- [ASSIGNED TASK]: Text in the records must be reproduced exactly, and pictures must be skipped.

- [Dataset excerpts]:
>>>

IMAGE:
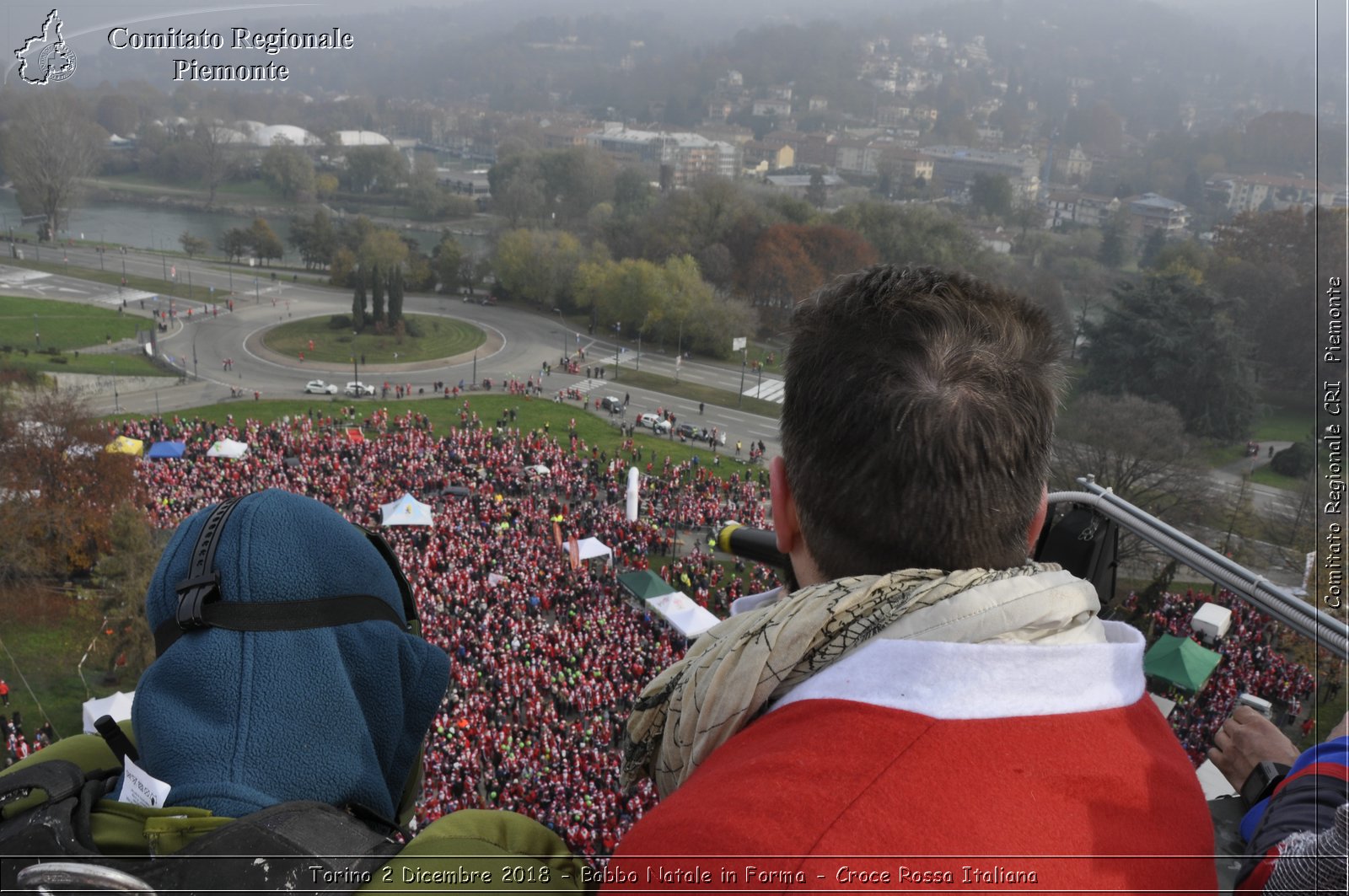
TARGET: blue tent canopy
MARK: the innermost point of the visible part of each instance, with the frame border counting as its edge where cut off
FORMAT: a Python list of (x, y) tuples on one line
[(166, 449)]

<<<

- [WRITTEN ANSWER]:
IMAGE:
TARGET: blue tent canopy
MARK: the innermost point of the visible part of each instance, with the frame border counting as its edge where cut off
FORMAT: a Python list of (x, y) tuples on one line
[(166, 449)]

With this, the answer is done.